(Directive):
Pick out each line in the records below that contains the word "green", and copy those lines in full. Case counts.

[Point labeling records]
################

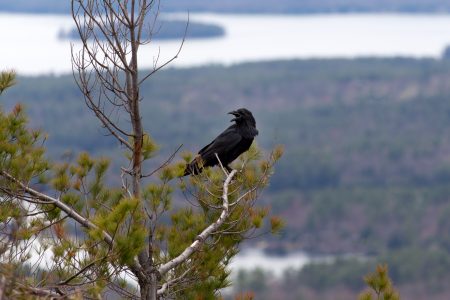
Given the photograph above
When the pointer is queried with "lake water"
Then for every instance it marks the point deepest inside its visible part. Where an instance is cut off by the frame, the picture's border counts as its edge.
(30, 44)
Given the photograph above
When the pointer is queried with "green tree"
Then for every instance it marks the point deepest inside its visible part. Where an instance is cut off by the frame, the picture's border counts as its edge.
(91, 237)
(380, 284)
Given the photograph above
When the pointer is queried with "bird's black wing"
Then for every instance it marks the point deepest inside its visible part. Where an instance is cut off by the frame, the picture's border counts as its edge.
(223, 145)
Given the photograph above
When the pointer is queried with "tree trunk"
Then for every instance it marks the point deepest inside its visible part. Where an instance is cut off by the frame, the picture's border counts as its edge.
(149, 288)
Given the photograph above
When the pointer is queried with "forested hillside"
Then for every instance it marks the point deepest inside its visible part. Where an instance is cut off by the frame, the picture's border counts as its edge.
(367, 163)
(253, 6)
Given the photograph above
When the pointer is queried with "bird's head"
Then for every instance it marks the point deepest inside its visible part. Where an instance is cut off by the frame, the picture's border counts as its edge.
(243, 115)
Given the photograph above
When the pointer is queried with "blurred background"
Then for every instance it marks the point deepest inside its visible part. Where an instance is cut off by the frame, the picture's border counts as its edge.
(358, 92)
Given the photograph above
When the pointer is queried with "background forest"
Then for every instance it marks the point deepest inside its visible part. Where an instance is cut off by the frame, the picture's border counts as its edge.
(365, 171)
(365, 178)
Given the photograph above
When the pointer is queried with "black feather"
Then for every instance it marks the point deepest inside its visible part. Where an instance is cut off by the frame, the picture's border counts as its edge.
(231, 143)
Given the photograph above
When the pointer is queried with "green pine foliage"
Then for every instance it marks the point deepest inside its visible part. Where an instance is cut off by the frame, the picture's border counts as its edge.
(82, 184)
(379, 284)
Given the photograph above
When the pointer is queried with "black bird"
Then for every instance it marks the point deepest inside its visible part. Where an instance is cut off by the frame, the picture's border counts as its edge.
(231, 143)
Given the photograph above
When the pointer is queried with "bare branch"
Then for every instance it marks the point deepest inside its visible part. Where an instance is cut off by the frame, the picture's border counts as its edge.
(45, 199)
(163, 269)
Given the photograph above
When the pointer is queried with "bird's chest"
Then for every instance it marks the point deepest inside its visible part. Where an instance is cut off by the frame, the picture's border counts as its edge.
(243, 146)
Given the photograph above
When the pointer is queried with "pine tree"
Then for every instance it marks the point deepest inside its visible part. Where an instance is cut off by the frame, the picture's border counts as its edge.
(91, 238)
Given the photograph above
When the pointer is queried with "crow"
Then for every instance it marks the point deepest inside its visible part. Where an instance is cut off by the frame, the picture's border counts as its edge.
(231, 143)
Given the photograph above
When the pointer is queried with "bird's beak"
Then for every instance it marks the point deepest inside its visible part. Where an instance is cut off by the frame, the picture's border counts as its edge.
(234, 113)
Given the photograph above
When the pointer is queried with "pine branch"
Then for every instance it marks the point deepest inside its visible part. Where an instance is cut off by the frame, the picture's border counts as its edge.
(163, 269)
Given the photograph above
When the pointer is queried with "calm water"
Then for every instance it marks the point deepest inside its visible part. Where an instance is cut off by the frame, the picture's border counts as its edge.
(29, 43)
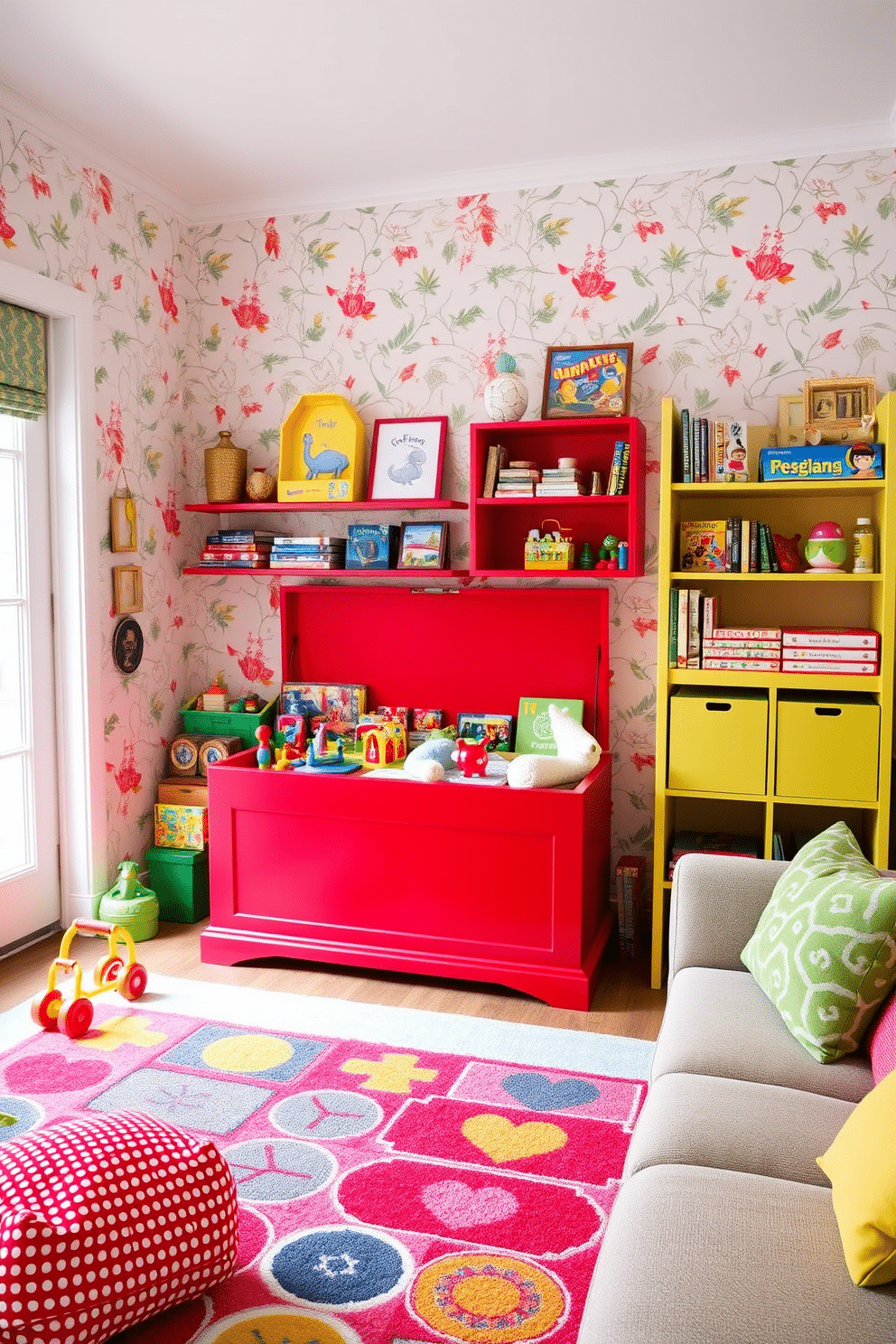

################

(Solution below):
When the pointer is queried with "green tree"
When the pointer is queried with "green pine foliage"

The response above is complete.